:: Written problem ::
Format the lines from the one with "Can you confirm whether any cardboard" up to and including the one with "xmin=0 ymin=312 xmax=31 ymax=427" as a numbered list, leaving out any blank lines.

>> Start Given data

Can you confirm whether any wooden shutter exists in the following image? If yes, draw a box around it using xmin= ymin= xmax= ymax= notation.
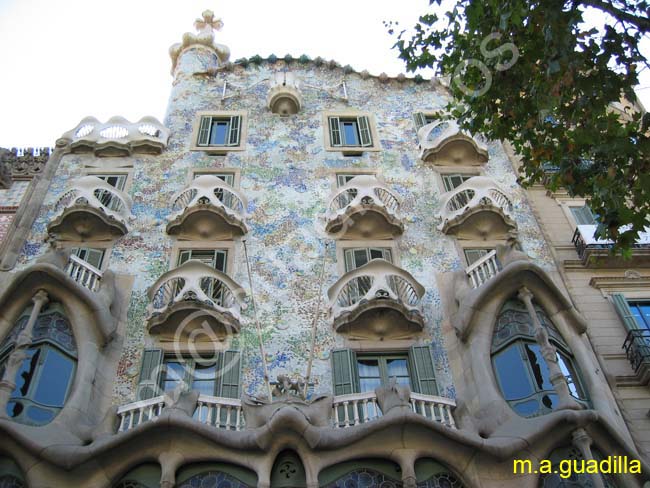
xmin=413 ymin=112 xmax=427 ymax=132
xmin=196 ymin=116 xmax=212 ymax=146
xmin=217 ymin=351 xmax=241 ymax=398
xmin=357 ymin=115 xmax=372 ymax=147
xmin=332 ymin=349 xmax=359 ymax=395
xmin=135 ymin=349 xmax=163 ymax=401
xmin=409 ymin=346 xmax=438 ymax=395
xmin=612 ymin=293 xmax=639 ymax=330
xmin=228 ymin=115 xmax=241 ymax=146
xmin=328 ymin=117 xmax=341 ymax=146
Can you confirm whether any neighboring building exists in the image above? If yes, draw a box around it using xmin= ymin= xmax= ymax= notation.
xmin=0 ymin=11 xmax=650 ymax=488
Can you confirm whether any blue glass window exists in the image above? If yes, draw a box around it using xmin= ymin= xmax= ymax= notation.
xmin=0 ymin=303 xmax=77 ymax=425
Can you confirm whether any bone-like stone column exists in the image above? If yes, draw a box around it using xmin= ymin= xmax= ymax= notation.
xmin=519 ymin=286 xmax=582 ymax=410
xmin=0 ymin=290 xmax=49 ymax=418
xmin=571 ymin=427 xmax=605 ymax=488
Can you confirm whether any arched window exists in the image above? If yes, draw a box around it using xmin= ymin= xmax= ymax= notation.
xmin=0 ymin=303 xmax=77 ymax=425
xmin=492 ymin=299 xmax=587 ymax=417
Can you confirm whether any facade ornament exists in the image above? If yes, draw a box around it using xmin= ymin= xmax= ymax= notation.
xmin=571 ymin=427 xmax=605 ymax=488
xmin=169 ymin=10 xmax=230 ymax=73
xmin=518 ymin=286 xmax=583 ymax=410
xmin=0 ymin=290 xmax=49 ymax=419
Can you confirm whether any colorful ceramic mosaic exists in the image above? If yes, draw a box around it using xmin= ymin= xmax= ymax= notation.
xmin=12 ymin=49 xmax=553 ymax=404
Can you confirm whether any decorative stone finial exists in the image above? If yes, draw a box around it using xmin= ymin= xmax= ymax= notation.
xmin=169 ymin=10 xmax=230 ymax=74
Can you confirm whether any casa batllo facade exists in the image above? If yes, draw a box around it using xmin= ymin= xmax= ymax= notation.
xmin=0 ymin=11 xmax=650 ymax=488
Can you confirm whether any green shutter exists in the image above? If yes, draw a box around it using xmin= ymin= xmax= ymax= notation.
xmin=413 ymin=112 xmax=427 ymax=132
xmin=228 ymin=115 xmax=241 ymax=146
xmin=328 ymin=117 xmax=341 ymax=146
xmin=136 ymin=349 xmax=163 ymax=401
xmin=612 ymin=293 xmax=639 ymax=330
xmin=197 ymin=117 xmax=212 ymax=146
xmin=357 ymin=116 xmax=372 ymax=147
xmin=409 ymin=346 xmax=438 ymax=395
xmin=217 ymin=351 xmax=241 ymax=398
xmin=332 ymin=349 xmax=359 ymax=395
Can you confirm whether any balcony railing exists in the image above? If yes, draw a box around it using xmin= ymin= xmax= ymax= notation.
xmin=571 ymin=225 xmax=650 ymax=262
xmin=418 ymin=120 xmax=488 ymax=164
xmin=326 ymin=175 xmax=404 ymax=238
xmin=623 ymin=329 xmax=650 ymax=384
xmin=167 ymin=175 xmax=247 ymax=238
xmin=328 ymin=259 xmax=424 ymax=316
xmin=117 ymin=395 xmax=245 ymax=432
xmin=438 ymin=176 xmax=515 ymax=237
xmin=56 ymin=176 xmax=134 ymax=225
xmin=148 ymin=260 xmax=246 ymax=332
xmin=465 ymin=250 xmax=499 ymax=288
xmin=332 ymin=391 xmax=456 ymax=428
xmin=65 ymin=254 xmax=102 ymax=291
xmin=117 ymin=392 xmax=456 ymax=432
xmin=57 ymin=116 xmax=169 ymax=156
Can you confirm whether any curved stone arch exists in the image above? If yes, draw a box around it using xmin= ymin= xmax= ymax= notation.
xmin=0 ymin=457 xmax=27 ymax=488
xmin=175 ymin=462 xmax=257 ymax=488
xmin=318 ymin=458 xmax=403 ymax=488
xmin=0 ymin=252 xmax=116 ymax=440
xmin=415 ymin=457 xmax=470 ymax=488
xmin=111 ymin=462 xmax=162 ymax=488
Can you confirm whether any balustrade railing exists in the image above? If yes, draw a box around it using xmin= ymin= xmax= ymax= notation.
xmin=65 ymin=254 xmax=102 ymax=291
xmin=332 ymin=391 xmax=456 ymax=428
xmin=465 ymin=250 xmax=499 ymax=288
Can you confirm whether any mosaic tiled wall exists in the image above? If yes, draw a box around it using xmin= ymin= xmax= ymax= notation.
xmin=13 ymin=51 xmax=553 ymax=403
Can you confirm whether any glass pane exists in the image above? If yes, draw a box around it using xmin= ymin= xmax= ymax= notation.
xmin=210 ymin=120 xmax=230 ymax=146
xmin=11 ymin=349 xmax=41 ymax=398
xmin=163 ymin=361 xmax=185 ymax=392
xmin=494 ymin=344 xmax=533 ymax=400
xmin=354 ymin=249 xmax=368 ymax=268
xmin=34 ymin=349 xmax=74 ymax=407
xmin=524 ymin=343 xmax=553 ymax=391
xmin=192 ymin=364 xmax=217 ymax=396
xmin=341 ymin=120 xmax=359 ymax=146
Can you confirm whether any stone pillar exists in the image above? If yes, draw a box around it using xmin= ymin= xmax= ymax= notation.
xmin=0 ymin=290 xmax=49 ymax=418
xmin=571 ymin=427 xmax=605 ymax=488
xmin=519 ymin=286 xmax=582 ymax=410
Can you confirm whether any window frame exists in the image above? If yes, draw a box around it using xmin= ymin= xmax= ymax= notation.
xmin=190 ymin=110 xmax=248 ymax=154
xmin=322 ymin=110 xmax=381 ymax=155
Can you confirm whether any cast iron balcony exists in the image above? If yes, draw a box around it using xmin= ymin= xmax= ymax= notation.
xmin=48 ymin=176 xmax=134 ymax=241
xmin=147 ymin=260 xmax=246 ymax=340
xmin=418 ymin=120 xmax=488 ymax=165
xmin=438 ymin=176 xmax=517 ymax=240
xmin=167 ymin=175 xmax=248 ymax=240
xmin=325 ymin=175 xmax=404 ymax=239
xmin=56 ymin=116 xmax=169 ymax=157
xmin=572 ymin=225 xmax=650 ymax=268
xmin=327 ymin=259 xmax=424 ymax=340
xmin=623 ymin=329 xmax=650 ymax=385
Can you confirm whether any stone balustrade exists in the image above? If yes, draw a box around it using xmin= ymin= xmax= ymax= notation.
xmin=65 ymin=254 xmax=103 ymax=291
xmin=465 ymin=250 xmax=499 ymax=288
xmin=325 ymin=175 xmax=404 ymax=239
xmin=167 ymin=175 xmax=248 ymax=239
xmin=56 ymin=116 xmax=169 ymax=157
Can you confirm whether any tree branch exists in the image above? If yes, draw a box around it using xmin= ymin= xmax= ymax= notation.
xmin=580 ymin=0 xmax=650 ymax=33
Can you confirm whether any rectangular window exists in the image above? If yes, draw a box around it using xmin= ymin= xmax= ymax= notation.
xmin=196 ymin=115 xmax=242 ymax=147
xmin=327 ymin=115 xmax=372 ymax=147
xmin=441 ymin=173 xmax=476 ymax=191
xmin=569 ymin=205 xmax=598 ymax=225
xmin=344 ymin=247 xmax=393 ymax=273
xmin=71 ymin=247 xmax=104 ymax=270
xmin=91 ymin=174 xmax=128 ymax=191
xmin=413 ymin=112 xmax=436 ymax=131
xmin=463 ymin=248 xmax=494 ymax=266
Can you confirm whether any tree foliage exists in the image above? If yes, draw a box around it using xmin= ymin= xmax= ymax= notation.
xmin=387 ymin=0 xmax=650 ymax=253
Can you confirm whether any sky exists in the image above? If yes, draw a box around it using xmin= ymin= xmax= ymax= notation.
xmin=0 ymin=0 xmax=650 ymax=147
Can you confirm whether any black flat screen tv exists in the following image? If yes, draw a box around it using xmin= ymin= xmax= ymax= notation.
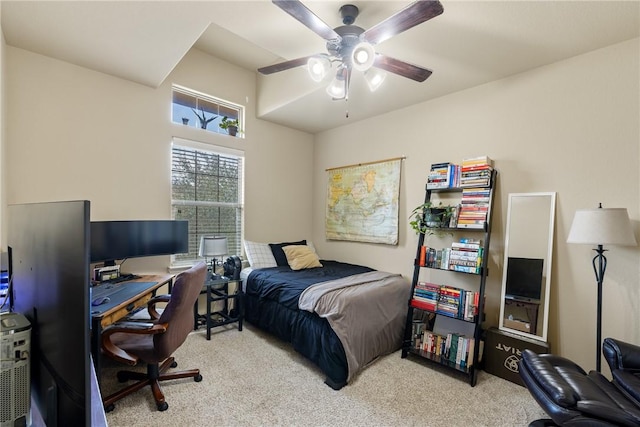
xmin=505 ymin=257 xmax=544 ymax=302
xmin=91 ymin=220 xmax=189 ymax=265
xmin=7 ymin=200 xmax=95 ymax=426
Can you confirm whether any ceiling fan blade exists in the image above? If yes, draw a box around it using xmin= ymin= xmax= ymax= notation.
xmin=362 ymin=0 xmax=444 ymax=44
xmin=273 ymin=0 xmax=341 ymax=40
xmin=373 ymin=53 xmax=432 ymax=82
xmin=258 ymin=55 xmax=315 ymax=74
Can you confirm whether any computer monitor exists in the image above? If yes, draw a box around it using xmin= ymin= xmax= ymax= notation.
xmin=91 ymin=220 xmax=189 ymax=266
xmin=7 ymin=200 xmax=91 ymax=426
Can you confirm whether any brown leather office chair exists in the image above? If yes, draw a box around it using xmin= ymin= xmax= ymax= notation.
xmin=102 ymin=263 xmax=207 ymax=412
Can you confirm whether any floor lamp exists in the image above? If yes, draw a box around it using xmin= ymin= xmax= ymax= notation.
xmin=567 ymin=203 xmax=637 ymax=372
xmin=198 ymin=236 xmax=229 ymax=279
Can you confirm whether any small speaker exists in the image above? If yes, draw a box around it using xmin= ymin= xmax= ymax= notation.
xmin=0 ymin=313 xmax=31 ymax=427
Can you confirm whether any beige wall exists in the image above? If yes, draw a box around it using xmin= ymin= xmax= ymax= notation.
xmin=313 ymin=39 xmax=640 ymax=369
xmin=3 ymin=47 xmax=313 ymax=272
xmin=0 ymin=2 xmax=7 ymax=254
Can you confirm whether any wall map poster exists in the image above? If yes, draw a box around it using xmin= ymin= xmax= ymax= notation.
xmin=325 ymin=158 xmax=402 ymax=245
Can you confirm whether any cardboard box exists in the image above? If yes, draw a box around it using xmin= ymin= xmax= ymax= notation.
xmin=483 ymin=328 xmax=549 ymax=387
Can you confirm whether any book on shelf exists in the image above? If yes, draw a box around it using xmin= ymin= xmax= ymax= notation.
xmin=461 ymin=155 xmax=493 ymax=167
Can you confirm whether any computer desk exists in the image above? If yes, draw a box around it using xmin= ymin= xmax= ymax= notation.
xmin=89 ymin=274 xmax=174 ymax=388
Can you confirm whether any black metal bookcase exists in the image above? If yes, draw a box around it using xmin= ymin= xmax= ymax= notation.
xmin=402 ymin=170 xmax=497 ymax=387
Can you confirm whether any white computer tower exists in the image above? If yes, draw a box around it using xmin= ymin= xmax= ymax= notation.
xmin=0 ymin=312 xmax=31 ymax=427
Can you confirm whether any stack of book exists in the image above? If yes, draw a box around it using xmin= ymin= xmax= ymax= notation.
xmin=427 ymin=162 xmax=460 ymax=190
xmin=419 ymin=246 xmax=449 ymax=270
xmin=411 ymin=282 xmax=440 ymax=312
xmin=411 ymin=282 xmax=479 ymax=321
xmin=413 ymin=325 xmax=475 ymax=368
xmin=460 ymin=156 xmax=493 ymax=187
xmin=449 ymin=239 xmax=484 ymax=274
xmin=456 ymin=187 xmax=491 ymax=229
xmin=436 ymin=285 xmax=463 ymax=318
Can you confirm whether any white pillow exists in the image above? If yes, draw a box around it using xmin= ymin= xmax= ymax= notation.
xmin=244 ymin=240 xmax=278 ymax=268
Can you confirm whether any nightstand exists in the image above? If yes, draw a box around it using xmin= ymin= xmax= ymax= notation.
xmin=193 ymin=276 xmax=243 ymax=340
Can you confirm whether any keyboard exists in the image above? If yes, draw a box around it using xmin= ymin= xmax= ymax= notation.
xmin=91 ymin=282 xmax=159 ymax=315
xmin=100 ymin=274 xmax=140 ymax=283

>> End Given data

:: Answer to this exercise ::
1. Can you confirm whether any cardboard box exists in the image above? If yes, draw a box around it using xmin= ymin= xmax= ymax= notation.
2. xmin=483 ymin=328 xmax=549 ymax=387
3. Can you confirm whether any book on shelf exists in the image above? If yes, draw a box around it using xmin= ymin= xmax= ymax= notation.
4. xmin=461 ymin=155 xmax=493 ymax=167
5. Can you confirm whether any computer desk exists in the image above? If yes, draw a box around it using xmin= ymin= xmax= ymax= notation.
6. xmin=89 ymin=274 xmax=174 ymax=388
7. Can you confirm whether any black metal bookcase exists in the image above? If yes, draw a box around it using xmin= ymin= xmax= ymax= notation.
8. xmin=402 ymin=170 xmax=497 ymax=387
9. Can you confirm whether any white computer tower exists in the image above? If yes, draw a box around it using xmin= ymin= xmax= ymax= notation.
10. xmin=0 ymin=312 xmax=31 ymax=427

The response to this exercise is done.